- Data for processing -
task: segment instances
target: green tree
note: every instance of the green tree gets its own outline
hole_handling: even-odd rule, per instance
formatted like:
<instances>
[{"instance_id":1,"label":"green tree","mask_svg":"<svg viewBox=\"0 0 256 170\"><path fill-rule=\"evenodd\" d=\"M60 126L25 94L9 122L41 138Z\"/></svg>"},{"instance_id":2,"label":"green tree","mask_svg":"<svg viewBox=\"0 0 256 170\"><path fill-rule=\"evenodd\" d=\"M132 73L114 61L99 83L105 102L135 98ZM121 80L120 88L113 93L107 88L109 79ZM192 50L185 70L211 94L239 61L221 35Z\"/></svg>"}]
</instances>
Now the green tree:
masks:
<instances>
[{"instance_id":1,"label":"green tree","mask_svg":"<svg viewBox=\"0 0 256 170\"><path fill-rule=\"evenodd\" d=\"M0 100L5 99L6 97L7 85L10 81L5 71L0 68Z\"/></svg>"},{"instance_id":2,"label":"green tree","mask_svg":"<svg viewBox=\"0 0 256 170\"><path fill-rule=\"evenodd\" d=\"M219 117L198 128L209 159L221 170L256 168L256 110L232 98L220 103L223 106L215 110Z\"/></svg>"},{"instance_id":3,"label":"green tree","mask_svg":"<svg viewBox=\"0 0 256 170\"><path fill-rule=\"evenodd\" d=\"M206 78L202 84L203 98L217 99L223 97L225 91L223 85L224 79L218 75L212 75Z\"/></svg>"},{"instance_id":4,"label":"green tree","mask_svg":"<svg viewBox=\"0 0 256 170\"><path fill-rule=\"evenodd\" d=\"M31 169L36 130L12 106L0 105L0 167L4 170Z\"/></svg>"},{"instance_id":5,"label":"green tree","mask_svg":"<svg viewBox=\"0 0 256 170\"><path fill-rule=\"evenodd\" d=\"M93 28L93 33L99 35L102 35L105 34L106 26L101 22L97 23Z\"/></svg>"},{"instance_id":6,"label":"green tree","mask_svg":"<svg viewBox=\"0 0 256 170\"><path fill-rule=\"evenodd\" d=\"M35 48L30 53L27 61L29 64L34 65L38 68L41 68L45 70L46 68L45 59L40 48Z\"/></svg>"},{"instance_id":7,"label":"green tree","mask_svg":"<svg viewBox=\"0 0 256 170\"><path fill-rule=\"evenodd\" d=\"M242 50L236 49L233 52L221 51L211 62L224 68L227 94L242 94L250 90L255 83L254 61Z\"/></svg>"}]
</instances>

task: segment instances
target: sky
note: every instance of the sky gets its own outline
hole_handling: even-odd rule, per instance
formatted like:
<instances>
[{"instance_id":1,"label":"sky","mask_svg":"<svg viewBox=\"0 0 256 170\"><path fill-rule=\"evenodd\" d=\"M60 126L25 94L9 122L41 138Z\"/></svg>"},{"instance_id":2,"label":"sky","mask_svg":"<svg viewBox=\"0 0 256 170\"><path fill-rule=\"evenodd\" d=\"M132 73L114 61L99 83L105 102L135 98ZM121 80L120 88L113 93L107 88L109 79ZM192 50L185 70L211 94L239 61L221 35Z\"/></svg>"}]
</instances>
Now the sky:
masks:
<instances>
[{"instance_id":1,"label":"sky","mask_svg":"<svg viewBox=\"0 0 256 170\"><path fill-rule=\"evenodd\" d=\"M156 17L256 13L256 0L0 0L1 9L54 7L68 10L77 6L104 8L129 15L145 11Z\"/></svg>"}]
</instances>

- Required work -
From the first line to the last, please quote the material above exactly.

- Written answer -
task: segment instances
target: green tree
note: every instance of the green tree gets its own outline
hole_handling: even-odd rule, per instance
formatted like:
<instances>
[{"instance_id":1,"label":"green tree","mask_svg":"<svg viewBox=\"0 0 256 170\"><path fill-rule=\"evenodd\" d=\"M60 126L25 94L9 122L41 138Z\"/></svg>"},{"instance_id":2,"label":"green tree","mask_svg":"<svg viewBox=\"0 0 256 170\"><path fill-rule=\"evenodd\" d=\"M132 73L114 61L99 83L105 102L135 98ZM121 80L120 88L113 93L107 88L109 79ZM192 50L185 70L211 94L239 61L221 35Z\"/></svg>"}]
</instances>
Now the green tree:
masks:
<instances>
[{"instance_id":1,"label":"green tree","mask_svg":"<svg viewBox=\"0 0 256 170\"><path fill-rule=\"evenodd\" d=\"M0 100L5 99L6 97L7 85L10 81L5 71L0 68Z\"/></svg>"},{"instance_id":2,"label":"green tree","mask_svg":"<svg viewBox=\"0 0 256 170\"><path fill-rule=\"evenodd\" d=\"M219 117L198 128L209 159L221 170L256 168L256 110L232 98L220 103L223 106L215 110Z\"/></svg>"},{"instance_id":3,"label":"green tree","mask_svg":"<svg viewBox=\"0 0 256 170\"><path fill-rule=\"evenodd\" d=\"M206 78L202 84L203 98L217 99L223 97L225 91L223 85L224 79L218 75L212 75Z\"/></svg>"},{"instance_id":4,"label":"green tree","mask_svg":"<svg viewBox=\"0 0 256 170\"><path fill-rule=\"evenodd\" d=\"M31 169L36 130L12 106L0 105L0 167L4 170Z\"/></svg>"},{"instance_id":5,"label":"green tree","mask_svg":"<svg viewBox=\"0 0 256 170\"><path fill-rule=\"evenodd\" d=\"M93 28L93 33L99 35L102 35L105 34L106 26L101 22L97 23Z\"/></svg>"},{"instance_id":6,"label":"green tree","mask_svg":"<svg viewBox=\"0 0 256 170\"><path fill-rule=\"evenodd\" d=\"M35 48L30 53L27 61L29 64L34 65L38 68L41 68L45 70L46 68L45 59L40 48Z\"/></svg>"},{"instance_id":7,"label":"green tree","mask_svg":"<svg viewBox=\"0 0 256 170\"><path fill-rule=\"evenodd\" d=\"M242 50L236 49L233 52L221 51L211 62L224 68L227 94L242 94L250 90L255 83L254 61Z\"/></svg>"}]
</instances>

task: segment instances
target: sky
note: every instance of the sky gets its own outline
hole_handling: even-odd rule, per instance
formatted like:
<instances>
[{"instance_id":1,"label":"sky","mask_svg":"<svg viewBox=\"0 0 256 170\"><path fill-rule=\"evenodd\" d=\"M60 126L25 94L9 122L41 138Z\"/></svg>"},{"instance_id":2,"label":"sky","mask_svg":"<svg viewBox=\"0 0 256 170\"><path fill-rule=\"evenodd\" d=\"M132 73L114 61L99 83L105 102L135 98ZM121 80L120 88L113 93L107 88L109 79ZM192 50L185 70L211 94L239 61L221 35Z\"/></svg>"}]
</instances>
Now the sky:
masks:
<instances>
[{"instance_id":1,"label":"sky","mask_svg":"<svg viewBox=\"0 0 256 170\"><path fill-rule=\"evenodd\" d=\"M156 17L256 13L256 0L0 0L1 9L54 7L68 10L77 6L104 8L129 15L145 11Z\"/></svg>"}]
</instances>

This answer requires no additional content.